## WORK TASK
Check each line of the material below, and copy it if it holds the string "target".

SUPPLIED MATERIAL below:

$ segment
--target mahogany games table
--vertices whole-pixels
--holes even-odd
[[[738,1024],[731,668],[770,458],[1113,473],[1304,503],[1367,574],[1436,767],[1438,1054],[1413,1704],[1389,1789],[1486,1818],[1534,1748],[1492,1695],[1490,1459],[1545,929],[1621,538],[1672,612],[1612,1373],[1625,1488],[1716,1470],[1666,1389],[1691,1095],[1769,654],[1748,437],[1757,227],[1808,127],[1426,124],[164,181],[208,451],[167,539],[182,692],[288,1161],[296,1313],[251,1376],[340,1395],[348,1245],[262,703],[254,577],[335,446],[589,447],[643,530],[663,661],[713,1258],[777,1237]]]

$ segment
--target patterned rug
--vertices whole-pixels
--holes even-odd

End of SUPPLIED MATERIAL.

## TASK SOLUTION
--target mahogany games table
--target patterned rug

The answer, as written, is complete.